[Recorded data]
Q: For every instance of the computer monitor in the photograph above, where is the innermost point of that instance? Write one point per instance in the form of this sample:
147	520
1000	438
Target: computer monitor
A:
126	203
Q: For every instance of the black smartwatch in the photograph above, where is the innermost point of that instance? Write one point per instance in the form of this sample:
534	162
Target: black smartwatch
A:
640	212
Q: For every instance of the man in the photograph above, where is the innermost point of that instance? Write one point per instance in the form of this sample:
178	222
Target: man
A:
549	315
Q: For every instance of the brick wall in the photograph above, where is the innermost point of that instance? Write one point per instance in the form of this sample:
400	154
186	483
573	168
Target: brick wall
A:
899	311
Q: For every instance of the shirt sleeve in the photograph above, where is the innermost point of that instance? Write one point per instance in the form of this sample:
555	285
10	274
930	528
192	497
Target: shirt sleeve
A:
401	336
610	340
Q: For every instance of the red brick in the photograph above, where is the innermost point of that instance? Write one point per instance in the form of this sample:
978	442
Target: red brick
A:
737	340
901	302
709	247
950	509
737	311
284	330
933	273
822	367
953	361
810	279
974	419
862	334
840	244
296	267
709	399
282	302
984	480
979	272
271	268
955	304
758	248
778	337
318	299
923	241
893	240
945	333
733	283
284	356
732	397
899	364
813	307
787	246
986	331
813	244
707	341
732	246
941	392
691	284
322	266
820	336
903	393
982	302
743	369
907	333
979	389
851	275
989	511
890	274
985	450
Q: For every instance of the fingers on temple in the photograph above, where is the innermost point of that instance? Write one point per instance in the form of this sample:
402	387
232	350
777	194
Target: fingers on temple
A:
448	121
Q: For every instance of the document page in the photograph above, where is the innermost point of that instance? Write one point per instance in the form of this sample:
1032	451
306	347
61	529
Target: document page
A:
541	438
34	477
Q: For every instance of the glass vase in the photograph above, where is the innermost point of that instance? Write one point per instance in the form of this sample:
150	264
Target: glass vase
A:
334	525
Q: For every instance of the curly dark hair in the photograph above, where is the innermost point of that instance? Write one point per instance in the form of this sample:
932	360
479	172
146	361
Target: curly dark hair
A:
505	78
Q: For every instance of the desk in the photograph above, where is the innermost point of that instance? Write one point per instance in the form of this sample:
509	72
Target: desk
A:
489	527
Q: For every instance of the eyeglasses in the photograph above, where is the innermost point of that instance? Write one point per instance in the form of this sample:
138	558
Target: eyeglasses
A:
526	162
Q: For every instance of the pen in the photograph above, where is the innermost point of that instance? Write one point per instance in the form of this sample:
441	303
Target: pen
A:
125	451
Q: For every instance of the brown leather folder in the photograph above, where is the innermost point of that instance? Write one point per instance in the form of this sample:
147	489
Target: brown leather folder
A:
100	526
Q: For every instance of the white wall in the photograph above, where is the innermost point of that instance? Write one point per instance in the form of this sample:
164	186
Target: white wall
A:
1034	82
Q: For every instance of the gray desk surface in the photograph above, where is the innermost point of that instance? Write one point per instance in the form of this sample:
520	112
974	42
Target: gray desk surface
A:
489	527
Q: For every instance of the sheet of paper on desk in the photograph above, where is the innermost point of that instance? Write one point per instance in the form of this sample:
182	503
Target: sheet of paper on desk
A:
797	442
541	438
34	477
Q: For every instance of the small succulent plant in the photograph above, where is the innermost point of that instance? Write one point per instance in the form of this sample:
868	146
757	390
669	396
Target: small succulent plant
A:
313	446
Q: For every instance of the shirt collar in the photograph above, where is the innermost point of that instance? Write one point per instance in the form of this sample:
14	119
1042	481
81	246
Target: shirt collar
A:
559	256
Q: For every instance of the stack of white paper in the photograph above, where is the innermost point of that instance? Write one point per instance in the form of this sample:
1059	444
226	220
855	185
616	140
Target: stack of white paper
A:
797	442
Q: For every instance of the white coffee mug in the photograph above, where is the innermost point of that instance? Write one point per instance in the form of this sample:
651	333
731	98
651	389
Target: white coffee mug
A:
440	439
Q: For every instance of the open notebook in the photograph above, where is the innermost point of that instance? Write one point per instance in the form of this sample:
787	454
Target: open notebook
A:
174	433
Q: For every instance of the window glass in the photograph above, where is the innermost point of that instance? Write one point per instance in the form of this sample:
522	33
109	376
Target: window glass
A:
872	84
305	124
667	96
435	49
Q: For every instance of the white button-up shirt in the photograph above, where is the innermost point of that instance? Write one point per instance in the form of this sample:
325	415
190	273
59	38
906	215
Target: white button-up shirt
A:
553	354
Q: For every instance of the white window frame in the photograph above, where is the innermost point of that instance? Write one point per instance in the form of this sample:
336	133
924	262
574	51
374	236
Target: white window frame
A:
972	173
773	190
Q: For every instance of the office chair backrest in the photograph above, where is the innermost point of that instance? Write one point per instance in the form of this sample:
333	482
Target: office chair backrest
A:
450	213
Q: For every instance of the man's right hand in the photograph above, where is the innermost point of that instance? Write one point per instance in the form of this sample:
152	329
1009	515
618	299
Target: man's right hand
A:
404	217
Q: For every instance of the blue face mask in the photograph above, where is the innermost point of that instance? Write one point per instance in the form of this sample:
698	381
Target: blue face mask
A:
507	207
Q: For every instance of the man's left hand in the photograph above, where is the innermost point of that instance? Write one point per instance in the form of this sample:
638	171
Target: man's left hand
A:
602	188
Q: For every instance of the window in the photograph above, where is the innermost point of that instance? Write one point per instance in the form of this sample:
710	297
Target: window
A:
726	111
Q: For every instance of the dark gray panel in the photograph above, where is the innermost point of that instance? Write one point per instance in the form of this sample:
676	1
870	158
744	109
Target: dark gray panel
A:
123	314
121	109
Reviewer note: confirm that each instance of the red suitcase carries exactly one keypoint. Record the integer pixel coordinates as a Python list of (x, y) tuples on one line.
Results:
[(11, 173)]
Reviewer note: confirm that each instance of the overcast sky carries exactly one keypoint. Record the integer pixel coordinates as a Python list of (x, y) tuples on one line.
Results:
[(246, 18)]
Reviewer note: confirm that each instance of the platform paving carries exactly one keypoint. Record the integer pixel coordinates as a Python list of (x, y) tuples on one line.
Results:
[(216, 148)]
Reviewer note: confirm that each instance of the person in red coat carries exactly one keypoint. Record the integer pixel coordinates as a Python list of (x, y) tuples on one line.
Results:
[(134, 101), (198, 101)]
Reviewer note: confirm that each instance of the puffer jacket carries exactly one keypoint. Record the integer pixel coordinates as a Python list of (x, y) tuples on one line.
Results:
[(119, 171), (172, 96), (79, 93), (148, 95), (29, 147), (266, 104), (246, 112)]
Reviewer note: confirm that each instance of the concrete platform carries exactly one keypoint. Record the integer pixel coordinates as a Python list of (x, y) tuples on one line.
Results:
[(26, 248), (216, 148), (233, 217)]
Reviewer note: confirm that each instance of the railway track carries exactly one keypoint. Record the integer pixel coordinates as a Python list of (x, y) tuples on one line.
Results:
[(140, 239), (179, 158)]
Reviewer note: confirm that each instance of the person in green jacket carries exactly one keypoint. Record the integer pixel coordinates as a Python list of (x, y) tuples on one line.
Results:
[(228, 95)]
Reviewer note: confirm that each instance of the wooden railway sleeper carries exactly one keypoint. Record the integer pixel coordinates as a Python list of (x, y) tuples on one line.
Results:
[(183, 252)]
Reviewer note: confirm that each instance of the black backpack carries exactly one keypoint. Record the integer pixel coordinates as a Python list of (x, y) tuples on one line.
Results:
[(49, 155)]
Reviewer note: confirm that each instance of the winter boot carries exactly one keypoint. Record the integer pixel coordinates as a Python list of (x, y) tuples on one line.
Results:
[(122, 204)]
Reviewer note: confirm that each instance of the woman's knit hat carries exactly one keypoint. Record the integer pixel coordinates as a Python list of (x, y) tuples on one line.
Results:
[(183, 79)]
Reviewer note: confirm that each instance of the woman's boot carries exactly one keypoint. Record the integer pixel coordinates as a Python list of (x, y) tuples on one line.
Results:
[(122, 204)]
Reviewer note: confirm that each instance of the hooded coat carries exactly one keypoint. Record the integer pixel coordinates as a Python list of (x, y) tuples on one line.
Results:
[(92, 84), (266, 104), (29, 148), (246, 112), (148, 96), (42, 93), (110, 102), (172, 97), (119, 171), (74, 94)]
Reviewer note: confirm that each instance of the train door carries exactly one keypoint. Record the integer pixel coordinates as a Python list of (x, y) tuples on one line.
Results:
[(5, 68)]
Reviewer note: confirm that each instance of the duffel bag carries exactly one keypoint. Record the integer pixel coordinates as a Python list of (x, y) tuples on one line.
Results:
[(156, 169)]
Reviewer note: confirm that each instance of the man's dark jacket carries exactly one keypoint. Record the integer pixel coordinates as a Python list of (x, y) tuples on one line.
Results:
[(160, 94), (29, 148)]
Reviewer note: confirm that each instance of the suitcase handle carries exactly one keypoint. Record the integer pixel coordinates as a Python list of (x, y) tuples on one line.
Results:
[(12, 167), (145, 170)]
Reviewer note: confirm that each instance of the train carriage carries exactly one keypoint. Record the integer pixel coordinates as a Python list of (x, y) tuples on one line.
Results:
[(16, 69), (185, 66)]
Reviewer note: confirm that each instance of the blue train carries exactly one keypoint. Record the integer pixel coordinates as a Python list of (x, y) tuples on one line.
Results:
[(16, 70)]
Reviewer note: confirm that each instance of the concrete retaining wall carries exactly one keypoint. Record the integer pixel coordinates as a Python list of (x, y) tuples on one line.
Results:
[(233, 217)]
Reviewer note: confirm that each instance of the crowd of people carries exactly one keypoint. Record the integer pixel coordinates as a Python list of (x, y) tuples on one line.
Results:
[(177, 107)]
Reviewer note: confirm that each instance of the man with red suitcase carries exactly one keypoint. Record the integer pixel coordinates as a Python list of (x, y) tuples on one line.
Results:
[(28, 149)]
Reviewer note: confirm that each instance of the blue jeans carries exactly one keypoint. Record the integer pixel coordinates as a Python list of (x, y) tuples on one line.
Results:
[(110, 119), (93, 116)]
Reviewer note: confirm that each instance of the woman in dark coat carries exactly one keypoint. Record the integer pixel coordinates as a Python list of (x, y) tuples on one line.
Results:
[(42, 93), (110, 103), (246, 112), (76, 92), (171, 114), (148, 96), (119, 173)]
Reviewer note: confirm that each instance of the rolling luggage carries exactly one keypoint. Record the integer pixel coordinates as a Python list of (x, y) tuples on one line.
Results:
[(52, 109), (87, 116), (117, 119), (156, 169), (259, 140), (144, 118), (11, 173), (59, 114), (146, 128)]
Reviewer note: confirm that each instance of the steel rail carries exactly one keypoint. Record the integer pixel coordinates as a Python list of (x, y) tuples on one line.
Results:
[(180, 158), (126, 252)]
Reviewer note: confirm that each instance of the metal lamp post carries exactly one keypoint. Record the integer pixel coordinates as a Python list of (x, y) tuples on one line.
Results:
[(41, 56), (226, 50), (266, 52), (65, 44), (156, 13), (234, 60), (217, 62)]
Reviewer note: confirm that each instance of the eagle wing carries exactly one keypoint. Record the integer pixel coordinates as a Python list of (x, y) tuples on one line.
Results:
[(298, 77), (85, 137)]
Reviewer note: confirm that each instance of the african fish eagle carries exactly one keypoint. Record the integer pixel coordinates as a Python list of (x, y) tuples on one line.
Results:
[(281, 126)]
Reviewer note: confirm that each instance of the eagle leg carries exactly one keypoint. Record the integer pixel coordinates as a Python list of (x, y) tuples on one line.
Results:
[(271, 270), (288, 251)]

◆ What needs to be done ◆
Each line of the entries above that includes "small" counts once; state how many such lines there are, with the number as the only answer.

◆ Problem solution ◆
2